Copy out all the entries word for word.

-------- Data to use --------

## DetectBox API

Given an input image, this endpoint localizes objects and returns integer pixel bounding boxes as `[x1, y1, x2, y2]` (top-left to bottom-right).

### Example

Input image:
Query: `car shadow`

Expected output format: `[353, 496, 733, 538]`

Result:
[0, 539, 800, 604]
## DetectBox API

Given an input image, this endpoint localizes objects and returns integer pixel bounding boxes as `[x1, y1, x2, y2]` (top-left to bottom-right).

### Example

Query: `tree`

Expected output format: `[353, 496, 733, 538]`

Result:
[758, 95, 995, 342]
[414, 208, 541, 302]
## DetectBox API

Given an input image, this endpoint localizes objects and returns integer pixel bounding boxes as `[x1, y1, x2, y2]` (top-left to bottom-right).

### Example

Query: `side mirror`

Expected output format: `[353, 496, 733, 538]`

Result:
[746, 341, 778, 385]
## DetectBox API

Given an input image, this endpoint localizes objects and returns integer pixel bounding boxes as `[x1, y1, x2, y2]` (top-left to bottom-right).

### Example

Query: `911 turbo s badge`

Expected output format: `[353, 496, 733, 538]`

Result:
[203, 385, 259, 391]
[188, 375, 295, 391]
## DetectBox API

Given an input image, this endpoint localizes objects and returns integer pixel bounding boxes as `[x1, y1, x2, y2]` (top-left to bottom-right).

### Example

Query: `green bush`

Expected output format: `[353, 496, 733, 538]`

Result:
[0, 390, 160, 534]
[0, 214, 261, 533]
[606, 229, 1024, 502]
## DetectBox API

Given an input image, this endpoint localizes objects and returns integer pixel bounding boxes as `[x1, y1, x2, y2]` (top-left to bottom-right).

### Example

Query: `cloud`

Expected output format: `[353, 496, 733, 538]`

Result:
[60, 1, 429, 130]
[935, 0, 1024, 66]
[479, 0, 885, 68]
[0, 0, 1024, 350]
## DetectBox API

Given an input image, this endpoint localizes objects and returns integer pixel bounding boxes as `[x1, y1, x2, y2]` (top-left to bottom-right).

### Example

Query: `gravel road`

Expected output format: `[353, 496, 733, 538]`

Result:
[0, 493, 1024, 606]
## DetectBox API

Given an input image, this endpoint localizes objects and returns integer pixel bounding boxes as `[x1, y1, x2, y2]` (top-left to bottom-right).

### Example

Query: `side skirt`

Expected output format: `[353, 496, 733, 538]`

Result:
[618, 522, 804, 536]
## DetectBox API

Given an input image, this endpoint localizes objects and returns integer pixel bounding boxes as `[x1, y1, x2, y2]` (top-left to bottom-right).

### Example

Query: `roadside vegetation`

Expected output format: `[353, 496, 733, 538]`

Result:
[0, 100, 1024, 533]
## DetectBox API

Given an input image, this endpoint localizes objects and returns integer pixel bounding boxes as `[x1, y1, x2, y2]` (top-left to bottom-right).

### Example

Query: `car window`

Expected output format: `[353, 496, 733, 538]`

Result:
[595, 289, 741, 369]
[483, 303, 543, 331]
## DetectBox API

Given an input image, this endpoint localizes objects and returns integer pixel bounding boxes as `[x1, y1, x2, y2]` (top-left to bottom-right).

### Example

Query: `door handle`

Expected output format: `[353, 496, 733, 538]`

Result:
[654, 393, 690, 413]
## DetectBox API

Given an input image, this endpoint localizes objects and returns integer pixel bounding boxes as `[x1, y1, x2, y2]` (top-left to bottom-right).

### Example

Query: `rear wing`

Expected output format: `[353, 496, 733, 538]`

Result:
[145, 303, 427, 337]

--------

**Task solution**
## DetectBox API

Given an input image, this endpoint localizes objects and returns integer pixel bounding boxes as `[x1, y1, x2, y2]` (top-left to bottom-right).

### Example

Input image:
Query: `car shadow`

Expected output format: `[353, 496, 733, 538]`

Result:
[0, 539, 800, 604]
## DetectBox API

Given an input image, this endpoint localizes objects and returns integer pixel bounding boxes as `[x1, y1, x2, y2]` (top-left to bottom-right).

### Example

Query: `tree`

Expected output format: `[353, 496, 733, 538]`

Result:
[758, 95, 995, 342]
[414, 208, 541, 302]
## DetectBox API

Given an input image, this endpoint localizes objects and returns integer pixel bounding boxes as `[x1, y1, x2, y2]` (top-left to bottom-right).

### Example

Query: `side mirror`

Expected output format: `[353, 496, 733, 538]`

Result:
[746, 341, 778, 385]
## DetectBox API

Given an input image, this endpoint localizes objects and returns integer pixel bounding boxes as `[x1, y1, x2, y2]` (top-left to bottom-right).

### Example

Query: `911 turbo s badge`

Expected output format: `[353, 496, 733, 538]`

Result:
[203, 385, 259, 391]
[188, 375, 295, 391]
## DetectBox API

Given an input image, this endpoint localizes objects and returns integer pixel bounding boxes as `[x1, y1, x2, y2]` (top-left to bottom-right).

### Example

Query: `green bush`

Expected output format: `[353, 496, 733, 538]`

Result:
[0, 390, 160, 534]
[0, 214, 261, 533]
[606, 229, 1024, 502]
## DetectBox API

Given an input image, this endpoint localizes objects and returns integer pixel bounding boxes as `[x1, y1, x2, y2]` (top-left to bottom-right).

### Example

Query: `cloud`

Expected output format: `[353, 496, 733, 538]`

Result:
[60, 1, 429, 130]
[935, 0, 1024, 66]
[479, 0, 885, 68]
[0, 0, 1024, 350]
## DetectBox API

Given an input image, this endpoint localizes objects and returns integer pixel bounding boxes as `[x1, y1, x2, y2]` (top-left to bottom-right).

### Example

Query: `gravel road`

Expected output format: `[353, 496, 733, 538]`

Result:
[0, 493, 1024, 606]
## DetectBox API

Given an input image, this endpoint localizes objects and returns integer pixel bounding boxes as `[x1, y1, x2, y2]` (top-left to bottom-right).

### Example

Query: `side skirt`

Expected output format: `[353, 496, 733, 538]`

Result:
[618, 522, 804, 536]
## DetectBox API

Given an input image, this endpoint localizes objects and returns integer pixel bounding boxes as `[x1, y1, x2, y2]` (top-left to bottom-right).

### Example

Query: `roadside vegetation`

Expected output format: `[353, 496, 733, 538]`

Result:
[0, 100, 1024, 533]
## DetectBox API

Given an input image, this endpoint localizes objects and returns integer pixel bounding boxes as `[x1, y1, x2, y2]` (top-left to bottom-right).

### Example

Query: `car window`

Expected output format: `[353, 496, 733, 538]`

Result:
[595, 289, 741, 369]
[483, 303, 543, 331]
## DetectBox API

Given an input image, this endpoint localizes objects and returns integer pixel bounding boxes as `[x1, y1, x2, y2]` (top-left to bottom-right).

### Example

Query: `door handle`

Expected output format: `[353, 496, 733, 538]`

Result:
[654, 393, 690, 413]
## DetectBox API

Given an input image, this endpoint localizes objects and returns integer pixel bounding boxes as `[x1, y1, x2, y2]` (top-left to bottom-right).

### Example

Query: `rear wing`

Expected output format: `[353, 496, 733, 538]`

Result:
[145, 303, 427, 337]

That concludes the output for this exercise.